_提示された抜粋_
大学の声楽科で学んだあと、本格的にパフォーミングアートの世界へ。
ニューヨーク留学では体系的に演劇を学び、帰国後は京都ノンバーバルシアター「ギア」でドール役を長くつとめた和田さん。
舞台・イベントの演出や振付のほか、キッズミュージカルの講師などをしながら、舞台活動と育児の両立というテーマに挑んでいます。

 



―舞台経験は?

ブロードウェイミュージカル「ウエストサイドストーリー」のマリア役、「カンパニー」のサラ役など。
アメリカの演劇学校では奨学生に選ばれ、オフブロードウェイのコミックバーCOMIXで“スケッチ”(※)を自作自演しました。
帰国後は京都で「ギア」へのレギュラー出演のほか、演出や振付に多数携わっています。

※スケッチ・・・笑いを題材にした寸劇のこと。

 


―最近の活動は?

ミュージカル、ボイストレーニング、ジャズダンス、ボディメイクエクササイズなどを教えています。
3歳の娘の育児が生活の中心ですが、最近は自分の時間も少し取れるようになってきました。
あらためて自分の基礎トレーニングも行っています。



―ご自身の課題は何ですか?

留学前は特に声について苦手意識がありました。
アメリカで学んだトレーニングで克服できたと思いますが、それでも日々の調子は気にかかりますね。
また不器用なので、習得するまでに繰り返し練習が必要なことも。

_本演習のデータ_
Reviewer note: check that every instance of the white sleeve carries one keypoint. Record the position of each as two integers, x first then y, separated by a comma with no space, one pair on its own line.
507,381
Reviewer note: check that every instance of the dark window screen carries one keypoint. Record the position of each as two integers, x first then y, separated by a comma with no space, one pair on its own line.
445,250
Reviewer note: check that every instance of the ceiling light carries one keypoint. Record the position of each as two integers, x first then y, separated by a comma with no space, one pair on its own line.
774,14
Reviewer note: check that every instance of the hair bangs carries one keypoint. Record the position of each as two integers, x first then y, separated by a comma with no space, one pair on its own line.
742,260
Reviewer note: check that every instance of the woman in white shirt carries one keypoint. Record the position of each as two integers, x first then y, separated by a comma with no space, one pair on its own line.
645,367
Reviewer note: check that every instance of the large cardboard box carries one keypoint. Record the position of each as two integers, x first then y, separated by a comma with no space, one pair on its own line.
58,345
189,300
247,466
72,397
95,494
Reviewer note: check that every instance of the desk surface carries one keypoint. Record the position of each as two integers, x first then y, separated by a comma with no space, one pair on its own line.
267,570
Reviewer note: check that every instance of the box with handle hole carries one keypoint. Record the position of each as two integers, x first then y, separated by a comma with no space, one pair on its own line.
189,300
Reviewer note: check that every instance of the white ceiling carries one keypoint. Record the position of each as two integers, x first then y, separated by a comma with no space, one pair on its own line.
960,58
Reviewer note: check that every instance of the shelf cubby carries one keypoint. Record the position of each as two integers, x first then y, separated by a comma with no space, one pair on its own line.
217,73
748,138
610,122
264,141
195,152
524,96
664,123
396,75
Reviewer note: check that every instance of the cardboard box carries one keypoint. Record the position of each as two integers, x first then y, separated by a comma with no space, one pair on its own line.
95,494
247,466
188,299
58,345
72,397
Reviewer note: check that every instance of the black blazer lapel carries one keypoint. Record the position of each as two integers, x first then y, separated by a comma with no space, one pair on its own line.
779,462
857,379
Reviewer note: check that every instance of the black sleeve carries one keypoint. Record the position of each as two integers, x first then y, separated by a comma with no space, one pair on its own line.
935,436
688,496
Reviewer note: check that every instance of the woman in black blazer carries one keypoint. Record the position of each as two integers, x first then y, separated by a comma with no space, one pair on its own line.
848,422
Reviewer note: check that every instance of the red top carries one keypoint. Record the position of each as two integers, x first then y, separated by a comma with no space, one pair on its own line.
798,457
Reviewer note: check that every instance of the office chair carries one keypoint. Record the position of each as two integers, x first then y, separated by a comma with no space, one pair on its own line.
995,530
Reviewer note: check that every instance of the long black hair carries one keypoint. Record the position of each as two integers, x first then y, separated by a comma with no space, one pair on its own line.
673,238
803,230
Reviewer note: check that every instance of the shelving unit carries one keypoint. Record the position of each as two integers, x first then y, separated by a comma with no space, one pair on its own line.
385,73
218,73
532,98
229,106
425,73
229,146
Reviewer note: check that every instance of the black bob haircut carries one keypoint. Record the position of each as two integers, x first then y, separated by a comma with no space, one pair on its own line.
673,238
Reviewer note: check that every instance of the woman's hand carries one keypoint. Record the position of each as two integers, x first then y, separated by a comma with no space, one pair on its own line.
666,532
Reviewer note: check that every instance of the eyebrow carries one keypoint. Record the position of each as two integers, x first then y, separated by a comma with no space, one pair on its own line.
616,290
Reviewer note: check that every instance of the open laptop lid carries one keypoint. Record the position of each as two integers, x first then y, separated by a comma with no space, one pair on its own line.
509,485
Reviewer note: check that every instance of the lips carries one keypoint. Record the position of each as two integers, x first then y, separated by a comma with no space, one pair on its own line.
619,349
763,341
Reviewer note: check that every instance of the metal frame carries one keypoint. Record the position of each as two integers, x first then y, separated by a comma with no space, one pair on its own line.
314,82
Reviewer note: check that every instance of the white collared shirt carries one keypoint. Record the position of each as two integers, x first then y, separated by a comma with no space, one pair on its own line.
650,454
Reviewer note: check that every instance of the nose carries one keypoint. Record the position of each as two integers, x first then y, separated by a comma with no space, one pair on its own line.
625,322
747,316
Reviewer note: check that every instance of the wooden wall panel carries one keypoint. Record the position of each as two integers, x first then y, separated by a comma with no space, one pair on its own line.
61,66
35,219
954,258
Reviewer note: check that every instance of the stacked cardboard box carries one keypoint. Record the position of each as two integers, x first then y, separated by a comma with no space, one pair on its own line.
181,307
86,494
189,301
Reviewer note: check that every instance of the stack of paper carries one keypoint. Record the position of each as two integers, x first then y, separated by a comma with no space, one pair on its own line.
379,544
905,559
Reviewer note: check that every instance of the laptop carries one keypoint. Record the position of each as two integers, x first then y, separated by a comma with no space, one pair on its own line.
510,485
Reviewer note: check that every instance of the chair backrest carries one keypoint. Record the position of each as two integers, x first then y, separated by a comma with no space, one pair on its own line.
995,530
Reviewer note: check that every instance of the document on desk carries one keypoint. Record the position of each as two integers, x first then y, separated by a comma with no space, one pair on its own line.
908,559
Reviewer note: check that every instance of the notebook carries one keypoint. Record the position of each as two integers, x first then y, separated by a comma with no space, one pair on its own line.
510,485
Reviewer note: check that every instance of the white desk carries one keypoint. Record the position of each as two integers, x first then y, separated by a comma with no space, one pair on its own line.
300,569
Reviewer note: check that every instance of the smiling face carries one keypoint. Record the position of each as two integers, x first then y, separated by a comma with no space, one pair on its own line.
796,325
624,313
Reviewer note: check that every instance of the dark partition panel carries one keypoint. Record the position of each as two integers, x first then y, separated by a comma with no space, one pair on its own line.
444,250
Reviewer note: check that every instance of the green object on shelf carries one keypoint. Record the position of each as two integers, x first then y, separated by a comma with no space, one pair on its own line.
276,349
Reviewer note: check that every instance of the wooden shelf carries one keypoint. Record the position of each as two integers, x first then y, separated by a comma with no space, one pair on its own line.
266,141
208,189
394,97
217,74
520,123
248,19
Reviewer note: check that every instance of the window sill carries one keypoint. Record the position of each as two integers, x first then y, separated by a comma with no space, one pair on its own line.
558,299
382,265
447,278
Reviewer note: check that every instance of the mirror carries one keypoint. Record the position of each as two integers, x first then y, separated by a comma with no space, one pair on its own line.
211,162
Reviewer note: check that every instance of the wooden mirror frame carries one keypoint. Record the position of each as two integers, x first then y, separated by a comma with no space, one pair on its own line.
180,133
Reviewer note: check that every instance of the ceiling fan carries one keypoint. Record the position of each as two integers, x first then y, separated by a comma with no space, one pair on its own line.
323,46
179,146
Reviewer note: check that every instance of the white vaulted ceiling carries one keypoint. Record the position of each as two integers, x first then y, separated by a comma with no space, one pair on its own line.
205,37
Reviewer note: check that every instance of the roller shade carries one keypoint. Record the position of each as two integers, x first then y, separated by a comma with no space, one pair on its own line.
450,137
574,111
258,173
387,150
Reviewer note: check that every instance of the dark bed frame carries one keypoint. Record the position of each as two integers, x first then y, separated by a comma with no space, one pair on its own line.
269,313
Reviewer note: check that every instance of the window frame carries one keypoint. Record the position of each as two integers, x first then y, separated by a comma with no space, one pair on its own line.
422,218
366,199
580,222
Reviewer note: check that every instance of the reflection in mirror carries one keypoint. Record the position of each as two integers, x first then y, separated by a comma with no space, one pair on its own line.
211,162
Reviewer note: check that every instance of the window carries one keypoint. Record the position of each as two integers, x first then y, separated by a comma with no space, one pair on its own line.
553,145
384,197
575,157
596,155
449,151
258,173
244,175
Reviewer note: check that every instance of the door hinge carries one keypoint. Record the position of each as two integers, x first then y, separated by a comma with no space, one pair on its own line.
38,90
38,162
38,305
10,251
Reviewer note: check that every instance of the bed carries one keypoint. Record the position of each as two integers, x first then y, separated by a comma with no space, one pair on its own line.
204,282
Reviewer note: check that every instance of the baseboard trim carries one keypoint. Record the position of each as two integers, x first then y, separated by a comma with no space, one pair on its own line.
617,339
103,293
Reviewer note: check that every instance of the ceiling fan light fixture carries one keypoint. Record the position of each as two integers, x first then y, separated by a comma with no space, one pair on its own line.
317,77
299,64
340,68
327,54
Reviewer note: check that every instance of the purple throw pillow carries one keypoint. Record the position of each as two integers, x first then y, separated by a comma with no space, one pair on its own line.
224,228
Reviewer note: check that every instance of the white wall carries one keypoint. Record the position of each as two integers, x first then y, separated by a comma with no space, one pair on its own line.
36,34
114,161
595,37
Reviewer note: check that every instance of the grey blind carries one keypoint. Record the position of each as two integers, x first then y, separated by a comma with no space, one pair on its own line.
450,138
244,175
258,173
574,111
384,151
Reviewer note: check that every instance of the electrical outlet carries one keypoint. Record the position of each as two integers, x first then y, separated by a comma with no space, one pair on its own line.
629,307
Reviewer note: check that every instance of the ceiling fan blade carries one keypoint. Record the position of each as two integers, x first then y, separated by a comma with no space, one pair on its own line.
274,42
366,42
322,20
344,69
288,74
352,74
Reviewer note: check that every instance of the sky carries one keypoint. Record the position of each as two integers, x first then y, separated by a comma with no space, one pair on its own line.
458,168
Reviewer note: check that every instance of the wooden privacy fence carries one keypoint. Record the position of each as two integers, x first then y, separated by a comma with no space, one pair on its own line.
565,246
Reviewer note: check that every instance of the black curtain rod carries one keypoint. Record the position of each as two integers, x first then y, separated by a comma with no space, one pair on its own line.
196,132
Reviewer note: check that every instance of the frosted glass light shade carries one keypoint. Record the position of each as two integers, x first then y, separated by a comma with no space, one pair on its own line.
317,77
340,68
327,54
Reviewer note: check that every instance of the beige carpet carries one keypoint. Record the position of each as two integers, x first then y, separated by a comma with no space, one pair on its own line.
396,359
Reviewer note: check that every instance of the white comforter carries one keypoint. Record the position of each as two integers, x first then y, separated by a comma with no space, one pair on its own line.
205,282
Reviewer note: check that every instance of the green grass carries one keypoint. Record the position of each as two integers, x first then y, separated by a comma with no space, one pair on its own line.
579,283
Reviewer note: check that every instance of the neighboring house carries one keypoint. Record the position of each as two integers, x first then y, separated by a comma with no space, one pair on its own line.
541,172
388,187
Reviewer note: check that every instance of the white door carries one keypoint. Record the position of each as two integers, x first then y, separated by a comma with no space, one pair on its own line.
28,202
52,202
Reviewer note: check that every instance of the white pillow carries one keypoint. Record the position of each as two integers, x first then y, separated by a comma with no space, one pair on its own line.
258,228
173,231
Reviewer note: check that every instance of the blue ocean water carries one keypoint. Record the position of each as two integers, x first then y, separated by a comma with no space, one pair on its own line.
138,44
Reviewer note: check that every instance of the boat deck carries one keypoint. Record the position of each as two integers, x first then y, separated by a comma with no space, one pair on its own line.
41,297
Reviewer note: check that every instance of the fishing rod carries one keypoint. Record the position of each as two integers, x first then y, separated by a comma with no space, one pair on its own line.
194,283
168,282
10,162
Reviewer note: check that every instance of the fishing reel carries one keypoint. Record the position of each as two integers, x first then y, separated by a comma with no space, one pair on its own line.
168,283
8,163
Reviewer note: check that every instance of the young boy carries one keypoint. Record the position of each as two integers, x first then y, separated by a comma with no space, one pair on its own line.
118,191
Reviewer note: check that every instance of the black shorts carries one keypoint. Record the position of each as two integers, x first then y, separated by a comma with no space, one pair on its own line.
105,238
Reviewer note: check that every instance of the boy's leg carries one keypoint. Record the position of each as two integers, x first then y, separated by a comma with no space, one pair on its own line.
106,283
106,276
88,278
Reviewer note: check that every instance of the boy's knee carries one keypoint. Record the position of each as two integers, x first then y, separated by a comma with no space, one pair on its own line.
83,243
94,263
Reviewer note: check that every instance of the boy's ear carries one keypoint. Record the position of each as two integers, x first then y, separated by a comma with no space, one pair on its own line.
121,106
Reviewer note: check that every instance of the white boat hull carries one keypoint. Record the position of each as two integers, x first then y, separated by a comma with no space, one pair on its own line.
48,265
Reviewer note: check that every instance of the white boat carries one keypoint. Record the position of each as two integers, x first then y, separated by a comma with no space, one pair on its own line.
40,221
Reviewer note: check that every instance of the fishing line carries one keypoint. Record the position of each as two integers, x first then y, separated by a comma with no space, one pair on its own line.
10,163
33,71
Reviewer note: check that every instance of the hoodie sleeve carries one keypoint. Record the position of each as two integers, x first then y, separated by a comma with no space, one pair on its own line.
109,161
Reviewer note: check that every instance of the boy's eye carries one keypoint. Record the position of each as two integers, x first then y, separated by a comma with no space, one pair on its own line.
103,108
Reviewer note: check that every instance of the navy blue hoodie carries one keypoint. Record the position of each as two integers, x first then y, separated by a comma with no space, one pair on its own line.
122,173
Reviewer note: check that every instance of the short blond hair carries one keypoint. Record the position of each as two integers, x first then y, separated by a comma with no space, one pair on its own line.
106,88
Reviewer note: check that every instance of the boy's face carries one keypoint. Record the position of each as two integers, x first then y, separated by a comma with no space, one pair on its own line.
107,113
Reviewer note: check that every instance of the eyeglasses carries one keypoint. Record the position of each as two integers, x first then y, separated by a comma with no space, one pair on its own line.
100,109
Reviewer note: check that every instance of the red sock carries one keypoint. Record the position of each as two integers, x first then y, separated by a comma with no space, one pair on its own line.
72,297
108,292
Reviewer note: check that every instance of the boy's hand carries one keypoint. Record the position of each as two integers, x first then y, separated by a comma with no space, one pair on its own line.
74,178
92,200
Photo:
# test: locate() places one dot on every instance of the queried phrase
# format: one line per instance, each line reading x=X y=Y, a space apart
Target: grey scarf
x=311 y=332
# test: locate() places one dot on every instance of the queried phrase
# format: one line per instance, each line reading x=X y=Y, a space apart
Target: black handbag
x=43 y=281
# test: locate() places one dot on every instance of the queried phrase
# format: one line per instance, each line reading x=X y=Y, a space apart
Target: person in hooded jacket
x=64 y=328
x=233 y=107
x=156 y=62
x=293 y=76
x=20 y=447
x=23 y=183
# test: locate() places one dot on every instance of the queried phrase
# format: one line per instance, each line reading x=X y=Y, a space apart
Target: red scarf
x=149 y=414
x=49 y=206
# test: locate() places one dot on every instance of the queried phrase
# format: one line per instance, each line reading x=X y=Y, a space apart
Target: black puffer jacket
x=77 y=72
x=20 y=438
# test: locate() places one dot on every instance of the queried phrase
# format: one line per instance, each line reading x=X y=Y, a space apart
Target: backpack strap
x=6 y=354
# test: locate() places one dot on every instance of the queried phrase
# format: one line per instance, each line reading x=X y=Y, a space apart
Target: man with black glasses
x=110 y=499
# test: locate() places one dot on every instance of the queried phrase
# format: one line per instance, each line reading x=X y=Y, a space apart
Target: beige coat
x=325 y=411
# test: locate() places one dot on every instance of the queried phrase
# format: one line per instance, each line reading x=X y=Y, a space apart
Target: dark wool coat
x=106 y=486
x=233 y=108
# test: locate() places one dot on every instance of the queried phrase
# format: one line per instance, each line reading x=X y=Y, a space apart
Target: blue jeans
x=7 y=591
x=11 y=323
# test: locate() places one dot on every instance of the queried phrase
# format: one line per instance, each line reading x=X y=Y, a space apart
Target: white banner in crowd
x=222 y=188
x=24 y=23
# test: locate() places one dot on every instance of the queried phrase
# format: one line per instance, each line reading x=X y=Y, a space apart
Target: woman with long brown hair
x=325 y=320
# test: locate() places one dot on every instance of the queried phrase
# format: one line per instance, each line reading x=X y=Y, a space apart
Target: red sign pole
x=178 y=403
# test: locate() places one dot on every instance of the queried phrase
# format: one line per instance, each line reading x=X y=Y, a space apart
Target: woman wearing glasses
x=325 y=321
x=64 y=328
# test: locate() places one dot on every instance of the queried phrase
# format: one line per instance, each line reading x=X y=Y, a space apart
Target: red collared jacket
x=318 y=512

_問題と課題_
**A)** 和田さんへのインタビューでは、京都ノンバーバルシアター「ギア」で和田さんが長く務めた役は何とされているか。
**B)** レコードから、文字列「shirt」を含む行をすべて絞り込んで抜き出してください。大文字と小文字は区別する。

_設問別の解答_
**A)** ドール役。

**B)**
Reviewer note: check that every instance of the woman in white shirt carries one keypoint. Record the position of each as two integers, x first then y, separated by a comma with no space, one pair on its own line.
Reviewer note: check that every instance of the white collared shirt carries one keypoint. Record the position of each as two integers, x first then y, separated by a comma with no space, one pair on its own line.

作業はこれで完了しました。